Starting with the line that contains "In this exercise you will indicate the beret", write out each line through the end of the listing, unchanged. Output nothing else.

-*-

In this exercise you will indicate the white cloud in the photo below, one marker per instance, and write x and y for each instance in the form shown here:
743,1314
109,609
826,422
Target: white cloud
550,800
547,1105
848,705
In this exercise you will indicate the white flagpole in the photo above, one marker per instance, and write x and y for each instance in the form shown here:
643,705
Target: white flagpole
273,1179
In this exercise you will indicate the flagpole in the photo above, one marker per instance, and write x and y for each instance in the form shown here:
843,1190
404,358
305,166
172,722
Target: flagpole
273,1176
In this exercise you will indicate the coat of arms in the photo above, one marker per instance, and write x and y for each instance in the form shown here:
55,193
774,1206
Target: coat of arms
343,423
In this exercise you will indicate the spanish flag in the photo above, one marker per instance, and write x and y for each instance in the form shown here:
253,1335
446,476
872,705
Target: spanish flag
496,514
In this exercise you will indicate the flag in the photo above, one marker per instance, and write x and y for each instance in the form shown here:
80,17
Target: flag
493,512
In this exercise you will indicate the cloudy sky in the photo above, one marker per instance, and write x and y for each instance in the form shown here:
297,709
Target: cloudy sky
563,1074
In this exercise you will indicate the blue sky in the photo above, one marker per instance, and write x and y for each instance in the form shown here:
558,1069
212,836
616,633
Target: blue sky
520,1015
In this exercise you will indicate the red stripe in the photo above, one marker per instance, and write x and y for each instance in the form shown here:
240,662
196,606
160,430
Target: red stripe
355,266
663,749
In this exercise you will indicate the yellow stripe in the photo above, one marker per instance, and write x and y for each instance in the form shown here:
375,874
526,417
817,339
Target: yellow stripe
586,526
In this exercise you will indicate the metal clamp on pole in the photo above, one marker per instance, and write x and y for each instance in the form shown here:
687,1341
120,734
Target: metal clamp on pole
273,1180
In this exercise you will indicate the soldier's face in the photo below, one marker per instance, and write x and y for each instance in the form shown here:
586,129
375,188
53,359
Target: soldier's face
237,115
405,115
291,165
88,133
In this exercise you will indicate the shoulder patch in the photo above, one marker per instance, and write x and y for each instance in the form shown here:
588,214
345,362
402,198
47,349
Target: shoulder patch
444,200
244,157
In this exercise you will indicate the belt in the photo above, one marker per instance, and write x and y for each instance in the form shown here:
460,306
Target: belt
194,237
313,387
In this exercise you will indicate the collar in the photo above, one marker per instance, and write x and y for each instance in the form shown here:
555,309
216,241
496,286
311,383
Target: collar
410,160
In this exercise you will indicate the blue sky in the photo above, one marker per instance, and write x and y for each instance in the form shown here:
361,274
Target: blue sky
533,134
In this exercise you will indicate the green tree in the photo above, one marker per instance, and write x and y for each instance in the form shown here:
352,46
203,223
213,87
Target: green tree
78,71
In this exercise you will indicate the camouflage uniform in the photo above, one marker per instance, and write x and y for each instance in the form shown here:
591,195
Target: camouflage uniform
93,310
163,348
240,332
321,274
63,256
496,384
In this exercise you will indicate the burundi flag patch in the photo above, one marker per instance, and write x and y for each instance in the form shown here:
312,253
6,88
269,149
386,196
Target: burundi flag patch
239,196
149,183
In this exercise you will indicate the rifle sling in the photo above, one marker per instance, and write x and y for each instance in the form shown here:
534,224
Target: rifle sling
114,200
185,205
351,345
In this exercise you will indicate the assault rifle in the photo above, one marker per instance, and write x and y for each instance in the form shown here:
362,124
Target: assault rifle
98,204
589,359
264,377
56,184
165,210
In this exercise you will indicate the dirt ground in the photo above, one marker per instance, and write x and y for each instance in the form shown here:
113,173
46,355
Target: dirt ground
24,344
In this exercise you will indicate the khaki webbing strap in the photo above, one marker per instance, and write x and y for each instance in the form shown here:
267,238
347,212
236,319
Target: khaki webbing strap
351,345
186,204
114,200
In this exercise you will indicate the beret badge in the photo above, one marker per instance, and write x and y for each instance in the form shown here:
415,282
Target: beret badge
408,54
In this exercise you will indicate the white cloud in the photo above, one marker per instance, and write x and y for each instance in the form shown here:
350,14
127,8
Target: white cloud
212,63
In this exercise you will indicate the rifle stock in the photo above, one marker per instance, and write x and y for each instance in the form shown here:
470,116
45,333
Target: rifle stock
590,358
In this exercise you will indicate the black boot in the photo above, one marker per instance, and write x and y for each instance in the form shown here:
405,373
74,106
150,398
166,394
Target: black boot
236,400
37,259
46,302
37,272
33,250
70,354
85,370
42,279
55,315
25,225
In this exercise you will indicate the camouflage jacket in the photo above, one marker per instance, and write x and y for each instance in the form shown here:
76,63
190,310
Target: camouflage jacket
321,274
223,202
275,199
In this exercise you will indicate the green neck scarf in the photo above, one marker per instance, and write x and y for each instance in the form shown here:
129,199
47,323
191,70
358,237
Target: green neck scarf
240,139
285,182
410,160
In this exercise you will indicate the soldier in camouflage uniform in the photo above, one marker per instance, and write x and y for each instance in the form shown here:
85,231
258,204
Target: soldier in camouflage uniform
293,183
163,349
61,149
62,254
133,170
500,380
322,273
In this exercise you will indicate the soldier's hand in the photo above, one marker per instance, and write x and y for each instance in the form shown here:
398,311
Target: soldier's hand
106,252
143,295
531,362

-*-

▶ **Response to the task**
In this exercise you will indicate the beret badge in the photo above, one marker per instance, and write x and y for each instance in the form shown here:
415,282
Target: beret badge
408,54
In this exercise you will indicate the white cloud in the photo above, one marker per instance, and write x and y for each instance in the form shown here:
350,14
127,8
Target: white cloud
212,63
In this exercise you will indicate the rifle stock in the photo above, one marker per instance, and write x and y for each instance in the form shown here:
470,116
45,333
Target: rifle stock
590,358
In this exercise you will indicate the black boot in the photo above, one marker per instance, and write x and y for each instance in the form shown here:
405,373
74,106
150,398
166,394
Target: black boot
236,400
37,259
46,302
37,272
33,250
70,354
85,370
42,279
55,315
25,225
In this exercise you will indicate the camouflage jacket in the photo above, one marker per instance, and write x and y for each instance in the form shown here:
76,63
190,310
Target: camouflage jacket
321,274
223,202
275,199
In this exercise you will indicate the green neck scarf in the photo above, one marker per instance, and write x and y for each instance in the form shown here:
129,199
47,323
191,70
358,237
Target: green neck scarf
240,139
285,182
410,160
In this exercise you will indicate the soldier in camouflage uniform in the photo above, one marker per instance, and write x and y for each instance in the form shown here:
85,231
258,204
Target: soldier in camouflage uniform
293,183
163,349
61,149
62,254
133,170
500,380
322,273
In this exercise you will indicate the soldier's hand in the photo above, one marker per instance, and write x and y for each instance in the form shown here:
398,311
Target: soldier's hand
106,252
143,295
531,362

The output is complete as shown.